### EXTRACTED MATERIAL:
──────
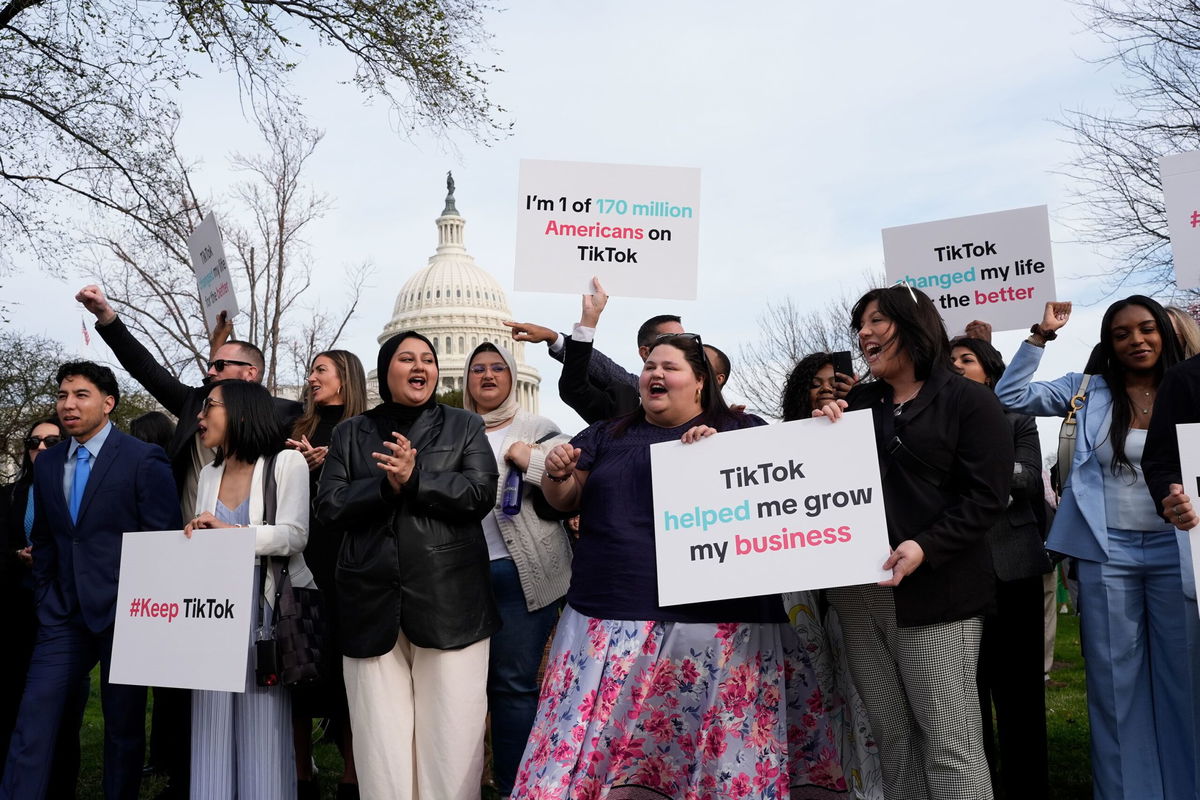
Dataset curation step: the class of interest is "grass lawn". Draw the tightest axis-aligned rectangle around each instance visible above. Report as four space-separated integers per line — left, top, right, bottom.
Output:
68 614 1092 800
──────
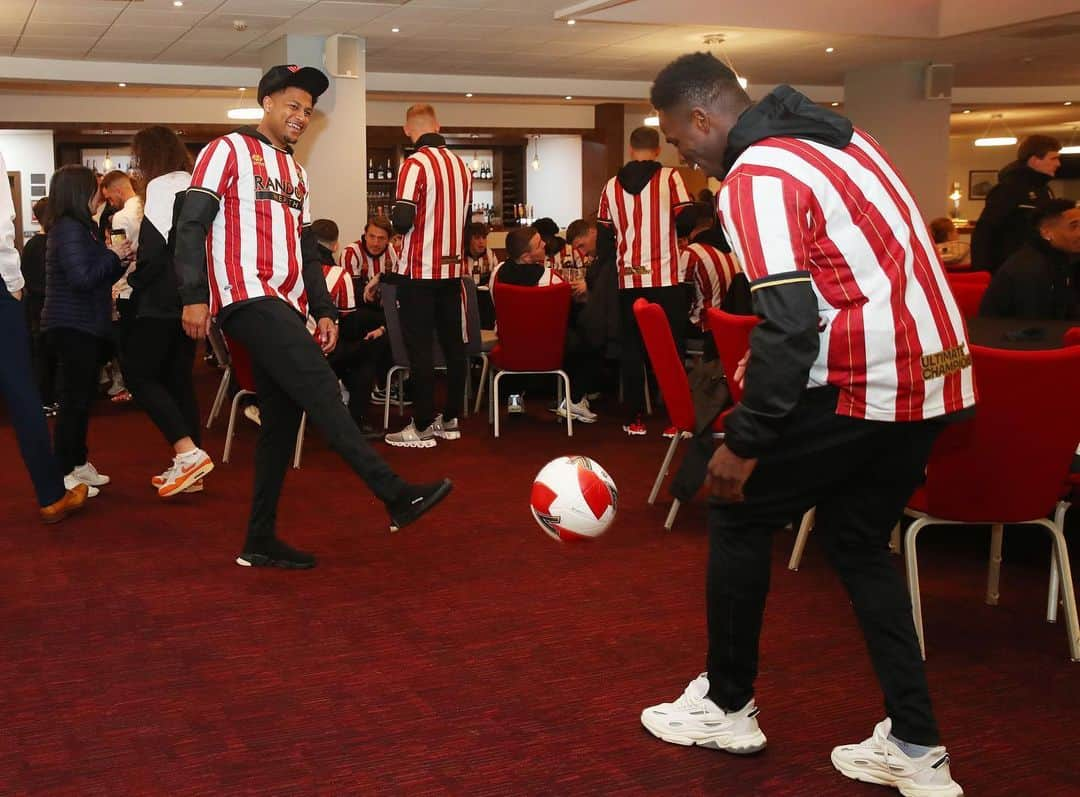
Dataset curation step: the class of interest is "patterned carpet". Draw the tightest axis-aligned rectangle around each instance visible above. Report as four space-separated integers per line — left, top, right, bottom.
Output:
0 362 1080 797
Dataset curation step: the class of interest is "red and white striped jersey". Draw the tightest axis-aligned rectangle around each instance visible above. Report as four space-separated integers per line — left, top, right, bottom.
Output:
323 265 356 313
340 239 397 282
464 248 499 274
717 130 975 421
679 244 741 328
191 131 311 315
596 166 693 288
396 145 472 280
──────
Reproduce the material starting with the line containing "and white striped" and going on through the line containing "396 145 472 280", substituting "shirt" for "jersey" and leaving everything else unchanged.

Dataset curation step: the class of interest is "red and white striped shirt". Draw the tightest axis-aligned rectangle around each instance visible above. Report as four space-separated integers per line — left, top, right, bottom.
Output:
323 265 356 313
340 239 397 282
464 248 499 274
717 130 975 421
679 244 741 328
191 131 311 315
596 166 693 288
396 145 472 280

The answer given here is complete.